Records to process >>
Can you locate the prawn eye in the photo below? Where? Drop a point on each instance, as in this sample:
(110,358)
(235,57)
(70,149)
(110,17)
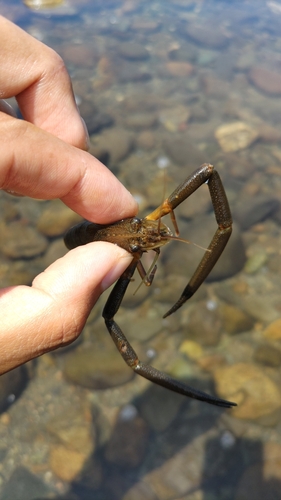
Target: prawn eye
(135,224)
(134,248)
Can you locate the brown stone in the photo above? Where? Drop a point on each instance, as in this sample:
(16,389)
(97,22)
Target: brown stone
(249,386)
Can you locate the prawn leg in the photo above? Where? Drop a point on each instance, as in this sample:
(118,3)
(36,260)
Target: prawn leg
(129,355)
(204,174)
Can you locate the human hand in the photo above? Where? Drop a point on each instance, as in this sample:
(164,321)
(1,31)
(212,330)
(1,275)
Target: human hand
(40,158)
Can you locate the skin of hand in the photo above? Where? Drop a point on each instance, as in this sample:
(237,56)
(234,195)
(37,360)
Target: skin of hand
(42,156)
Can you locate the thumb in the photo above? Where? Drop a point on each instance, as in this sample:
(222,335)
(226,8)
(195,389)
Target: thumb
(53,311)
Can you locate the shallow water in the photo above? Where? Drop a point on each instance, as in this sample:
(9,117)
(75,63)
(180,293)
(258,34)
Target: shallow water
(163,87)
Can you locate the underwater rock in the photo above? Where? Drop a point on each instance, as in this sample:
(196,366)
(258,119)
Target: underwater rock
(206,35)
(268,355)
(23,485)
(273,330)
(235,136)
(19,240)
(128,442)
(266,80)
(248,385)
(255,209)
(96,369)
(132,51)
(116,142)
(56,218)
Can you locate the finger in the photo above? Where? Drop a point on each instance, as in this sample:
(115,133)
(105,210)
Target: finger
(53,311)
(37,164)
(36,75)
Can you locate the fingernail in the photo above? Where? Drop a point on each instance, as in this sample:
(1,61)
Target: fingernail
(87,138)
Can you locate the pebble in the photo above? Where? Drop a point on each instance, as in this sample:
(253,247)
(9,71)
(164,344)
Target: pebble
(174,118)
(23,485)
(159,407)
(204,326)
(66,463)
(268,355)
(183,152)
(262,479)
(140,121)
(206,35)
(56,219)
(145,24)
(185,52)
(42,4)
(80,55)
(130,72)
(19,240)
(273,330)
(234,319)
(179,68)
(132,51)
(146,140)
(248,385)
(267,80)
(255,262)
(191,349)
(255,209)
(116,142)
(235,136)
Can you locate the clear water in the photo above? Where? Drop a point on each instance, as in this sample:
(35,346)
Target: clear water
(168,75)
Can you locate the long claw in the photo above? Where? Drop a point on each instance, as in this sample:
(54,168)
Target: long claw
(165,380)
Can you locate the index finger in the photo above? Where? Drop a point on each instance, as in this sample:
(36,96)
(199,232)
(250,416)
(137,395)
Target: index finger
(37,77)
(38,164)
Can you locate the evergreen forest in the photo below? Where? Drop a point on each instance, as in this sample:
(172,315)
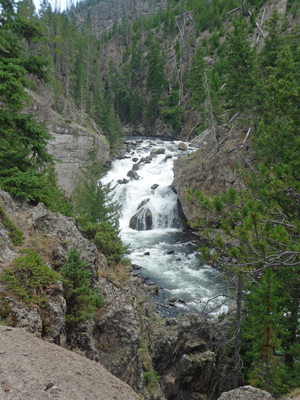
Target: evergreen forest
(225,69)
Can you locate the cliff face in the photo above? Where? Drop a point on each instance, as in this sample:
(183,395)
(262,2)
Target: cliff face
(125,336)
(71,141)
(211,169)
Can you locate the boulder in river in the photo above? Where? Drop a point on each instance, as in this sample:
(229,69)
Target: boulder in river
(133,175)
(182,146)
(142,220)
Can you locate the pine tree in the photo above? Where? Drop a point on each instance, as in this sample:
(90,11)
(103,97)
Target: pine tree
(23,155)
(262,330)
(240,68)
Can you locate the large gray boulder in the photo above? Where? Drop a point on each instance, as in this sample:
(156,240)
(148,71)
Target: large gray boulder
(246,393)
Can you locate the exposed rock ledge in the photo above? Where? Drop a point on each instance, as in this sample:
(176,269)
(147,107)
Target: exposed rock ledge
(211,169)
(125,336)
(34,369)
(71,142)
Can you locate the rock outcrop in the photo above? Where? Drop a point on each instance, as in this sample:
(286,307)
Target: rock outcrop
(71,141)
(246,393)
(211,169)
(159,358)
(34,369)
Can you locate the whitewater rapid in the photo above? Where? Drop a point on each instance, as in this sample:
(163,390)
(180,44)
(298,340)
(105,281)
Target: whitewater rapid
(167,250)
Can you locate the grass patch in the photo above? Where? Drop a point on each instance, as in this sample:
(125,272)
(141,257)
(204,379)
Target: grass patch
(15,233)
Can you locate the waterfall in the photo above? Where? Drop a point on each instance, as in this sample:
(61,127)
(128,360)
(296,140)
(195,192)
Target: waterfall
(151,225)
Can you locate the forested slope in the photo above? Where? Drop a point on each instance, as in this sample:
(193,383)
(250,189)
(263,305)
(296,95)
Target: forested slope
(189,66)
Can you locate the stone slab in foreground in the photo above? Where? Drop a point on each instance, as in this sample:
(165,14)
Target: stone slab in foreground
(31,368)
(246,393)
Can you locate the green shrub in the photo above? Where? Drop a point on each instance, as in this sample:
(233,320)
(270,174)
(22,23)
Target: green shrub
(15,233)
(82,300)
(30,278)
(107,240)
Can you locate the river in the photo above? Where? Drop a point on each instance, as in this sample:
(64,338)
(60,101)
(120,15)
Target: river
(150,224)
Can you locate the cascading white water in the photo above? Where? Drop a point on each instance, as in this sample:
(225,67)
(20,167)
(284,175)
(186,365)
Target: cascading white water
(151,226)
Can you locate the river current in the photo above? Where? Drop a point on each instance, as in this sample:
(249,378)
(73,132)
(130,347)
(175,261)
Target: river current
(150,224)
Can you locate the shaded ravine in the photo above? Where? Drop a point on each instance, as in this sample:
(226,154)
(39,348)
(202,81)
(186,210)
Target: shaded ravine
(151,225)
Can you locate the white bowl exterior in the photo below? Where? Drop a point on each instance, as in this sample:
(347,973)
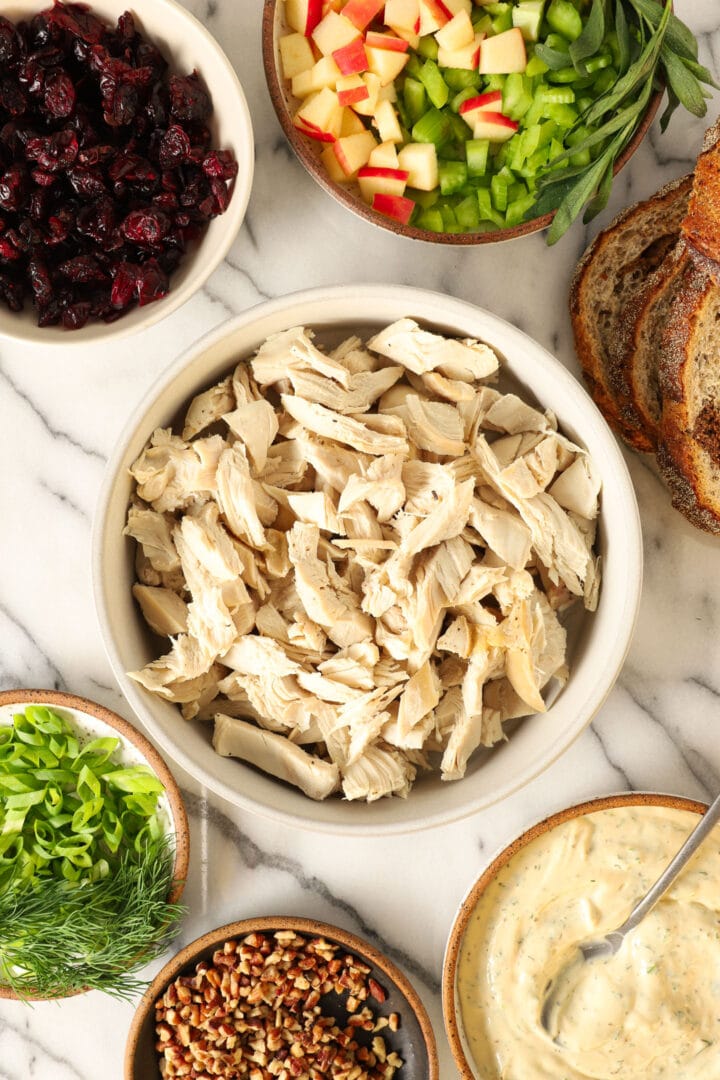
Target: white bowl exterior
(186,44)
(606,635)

...

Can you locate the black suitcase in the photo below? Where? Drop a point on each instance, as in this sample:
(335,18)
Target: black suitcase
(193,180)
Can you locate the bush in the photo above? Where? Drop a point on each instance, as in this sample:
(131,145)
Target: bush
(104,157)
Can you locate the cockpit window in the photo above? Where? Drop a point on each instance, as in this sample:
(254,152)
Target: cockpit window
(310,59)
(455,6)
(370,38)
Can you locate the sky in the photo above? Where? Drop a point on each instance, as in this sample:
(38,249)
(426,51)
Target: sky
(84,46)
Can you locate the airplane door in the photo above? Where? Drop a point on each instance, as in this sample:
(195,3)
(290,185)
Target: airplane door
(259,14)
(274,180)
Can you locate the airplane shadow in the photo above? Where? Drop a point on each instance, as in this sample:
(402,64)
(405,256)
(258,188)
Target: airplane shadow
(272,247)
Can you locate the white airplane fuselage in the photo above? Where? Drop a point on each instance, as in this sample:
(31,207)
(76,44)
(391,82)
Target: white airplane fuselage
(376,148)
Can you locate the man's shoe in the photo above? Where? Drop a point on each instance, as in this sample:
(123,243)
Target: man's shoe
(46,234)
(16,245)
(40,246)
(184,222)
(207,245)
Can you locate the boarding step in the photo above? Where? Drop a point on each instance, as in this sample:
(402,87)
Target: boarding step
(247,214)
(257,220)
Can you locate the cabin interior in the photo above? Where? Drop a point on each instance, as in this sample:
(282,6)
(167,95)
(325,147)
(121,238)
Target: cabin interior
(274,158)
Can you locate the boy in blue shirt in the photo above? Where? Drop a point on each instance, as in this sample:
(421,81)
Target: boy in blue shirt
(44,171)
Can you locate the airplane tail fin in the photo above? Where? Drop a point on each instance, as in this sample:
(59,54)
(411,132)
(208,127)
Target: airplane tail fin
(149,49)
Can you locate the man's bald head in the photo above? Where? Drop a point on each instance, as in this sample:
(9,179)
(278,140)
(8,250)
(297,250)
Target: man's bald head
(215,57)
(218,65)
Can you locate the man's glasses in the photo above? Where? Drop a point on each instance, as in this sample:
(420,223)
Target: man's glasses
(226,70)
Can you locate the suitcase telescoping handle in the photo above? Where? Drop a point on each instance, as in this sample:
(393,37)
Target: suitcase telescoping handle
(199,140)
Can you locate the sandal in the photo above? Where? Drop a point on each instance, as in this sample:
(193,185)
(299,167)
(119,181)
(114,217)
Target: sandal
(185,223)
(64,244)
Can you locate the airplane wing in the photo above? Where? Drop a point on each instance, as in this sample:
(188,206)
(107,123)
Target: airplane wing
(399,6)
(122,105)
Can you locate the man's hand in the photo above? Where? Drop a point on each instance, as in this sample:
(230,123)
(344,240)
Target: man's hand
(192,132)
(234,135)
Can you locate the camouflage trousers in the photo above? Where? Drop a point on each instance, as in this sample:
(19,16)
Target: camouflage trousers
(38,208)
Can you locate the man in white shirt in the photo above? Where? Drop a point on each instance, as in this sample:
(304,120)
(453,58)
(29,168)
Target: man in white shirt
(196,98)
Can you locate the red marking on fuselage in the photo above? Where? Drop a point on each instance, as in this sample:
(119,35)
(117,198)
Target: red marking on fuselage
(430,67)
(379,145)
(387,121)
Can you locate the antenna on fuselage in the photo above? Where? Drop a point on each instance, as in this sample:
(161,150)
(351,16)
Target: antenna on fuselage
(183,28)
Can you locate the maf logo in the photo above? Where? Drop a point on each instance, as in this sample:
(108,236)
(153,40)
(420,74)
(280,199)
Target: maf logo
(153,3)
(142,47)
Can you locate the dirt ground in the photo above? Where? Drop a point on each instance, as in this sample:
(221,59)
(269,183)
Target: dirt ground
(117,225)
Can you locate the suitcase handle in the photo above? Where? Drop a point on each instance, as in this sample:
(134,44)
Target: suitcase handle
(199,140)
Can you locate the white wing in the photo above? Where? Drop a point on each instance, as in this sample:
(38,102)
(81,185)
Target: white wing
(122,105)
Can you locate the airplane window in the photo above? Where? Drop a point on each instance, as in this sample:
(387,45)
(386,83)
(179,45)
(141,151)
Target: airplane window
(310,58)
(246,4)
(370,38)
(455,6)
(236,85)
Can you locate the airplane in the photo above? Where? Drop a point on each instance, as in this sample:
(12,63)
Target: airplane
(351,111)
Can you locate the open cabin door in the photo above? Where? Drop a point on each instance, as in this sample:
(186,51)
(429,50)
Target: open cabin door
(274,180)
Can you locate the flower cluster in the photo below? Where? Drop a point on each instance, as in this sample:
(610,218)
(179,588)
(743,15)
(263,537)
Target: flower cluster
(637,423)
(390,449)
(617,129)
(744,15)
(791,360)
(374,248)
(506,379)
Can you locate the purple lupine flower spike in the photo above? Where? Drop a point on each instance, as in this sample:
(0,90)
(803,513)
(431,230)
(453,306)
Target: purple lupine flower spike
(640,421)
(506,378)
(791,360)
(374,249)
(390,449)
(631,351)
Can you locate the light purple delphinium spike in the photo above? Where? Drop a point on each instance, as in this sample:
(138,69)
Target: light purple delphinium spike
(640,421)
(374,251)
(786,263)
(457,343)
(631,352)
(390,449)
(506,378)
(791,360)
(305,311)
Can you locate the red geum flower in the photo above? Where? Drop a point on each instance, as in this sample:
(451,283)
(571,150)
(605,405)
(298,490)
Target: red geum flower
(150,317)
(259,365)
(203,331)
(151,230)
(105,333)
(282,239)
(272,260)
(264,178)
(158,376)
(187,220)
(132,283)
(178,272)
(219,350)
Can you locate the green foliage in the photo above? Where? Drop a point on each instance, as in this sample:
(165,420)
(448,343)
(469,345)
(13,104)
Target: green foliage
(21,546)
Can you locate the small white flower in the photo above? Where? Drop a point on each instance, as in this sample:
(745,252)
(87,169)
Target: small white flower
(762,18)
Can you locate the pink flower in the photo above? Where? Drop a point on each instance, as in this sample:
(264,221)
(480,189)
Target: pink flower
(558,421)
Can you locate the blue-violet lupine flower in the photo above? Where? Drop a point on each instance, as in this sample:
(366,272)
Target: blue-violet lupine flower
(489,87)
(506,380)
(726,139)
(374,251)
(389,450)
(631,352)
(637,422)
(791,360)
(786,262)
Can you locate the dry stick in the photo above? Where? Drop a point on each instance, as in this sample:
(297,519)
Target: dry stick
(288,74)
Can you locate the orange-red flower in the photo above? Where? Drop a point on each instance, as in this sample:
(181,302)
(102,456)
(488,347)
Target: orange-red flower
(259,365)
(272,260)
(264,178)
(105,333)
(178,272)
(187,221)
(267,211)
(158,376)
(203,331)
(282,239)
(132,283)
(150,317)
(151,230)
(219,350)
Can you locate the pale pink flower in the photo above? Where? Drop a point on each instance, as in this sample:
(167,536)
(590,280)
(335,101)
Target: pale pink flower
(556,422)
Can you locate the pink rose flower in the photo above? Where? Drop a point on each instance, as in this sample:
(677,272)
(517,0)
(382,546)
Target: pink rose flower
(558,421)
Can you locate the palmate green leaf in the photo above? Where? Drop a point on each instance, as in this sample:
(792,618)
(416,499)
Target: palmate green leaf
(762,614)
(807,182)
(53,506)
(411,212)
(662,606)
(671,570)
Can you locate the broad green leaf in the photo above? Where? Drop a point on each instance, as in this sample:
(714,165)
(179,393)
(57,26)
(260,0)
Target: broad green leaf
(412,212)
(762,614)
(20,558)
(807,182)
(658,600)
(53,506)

Task >>
Count the lines in the records above that contain the word "cockpit", and give only that number.

Output for this exercise >>
2